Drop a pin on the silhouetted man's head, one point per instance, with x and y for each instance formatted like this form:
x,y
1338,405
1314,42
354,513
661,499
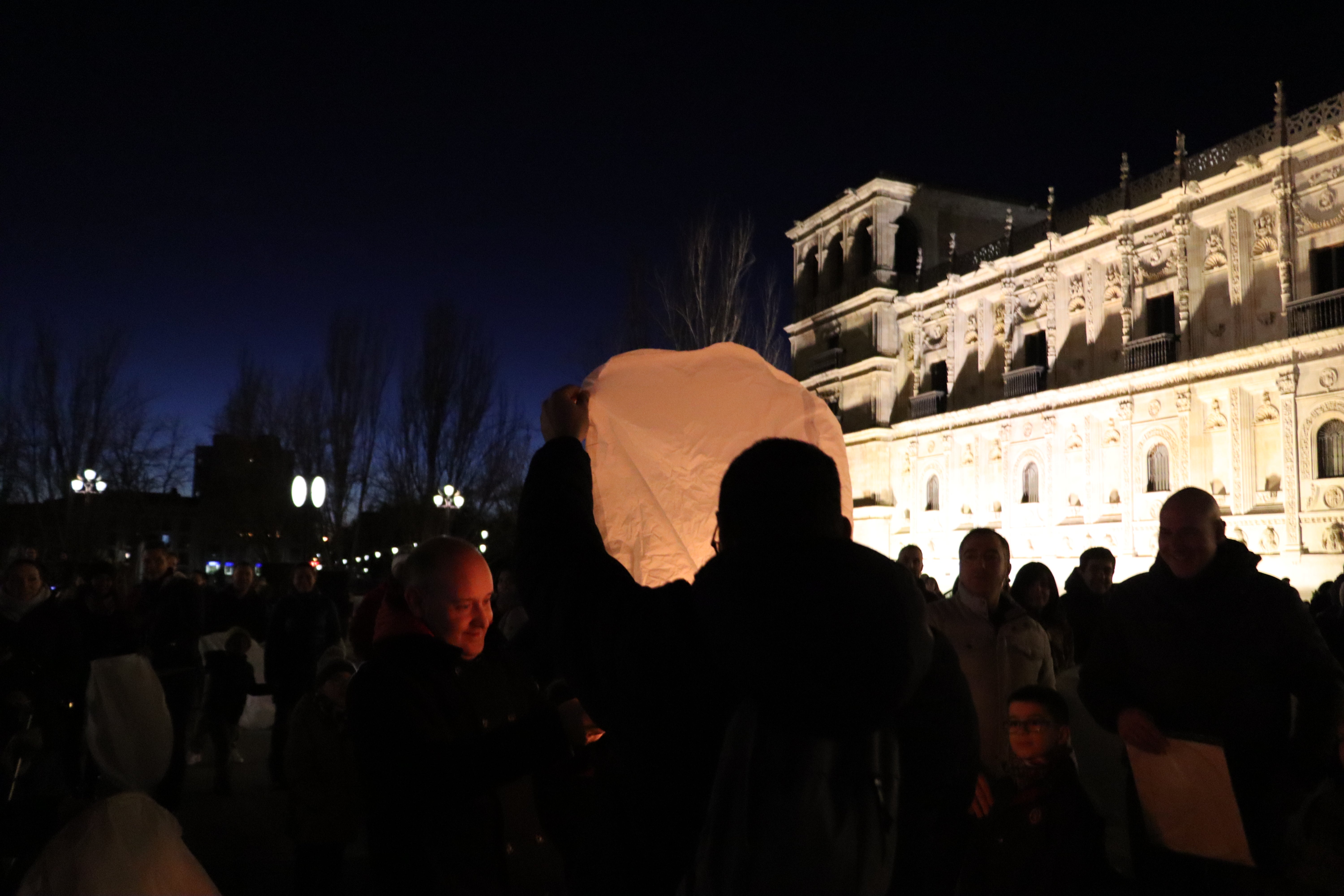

Brief
If an entry contains a picture, leave it out and repeat the rest exactly.

Task output
Drop a pin on the silhouetted man's head, one point per instance, with x and y for each instance formatted like this form:
x,y
1338,405
1314,42
354,513
661,499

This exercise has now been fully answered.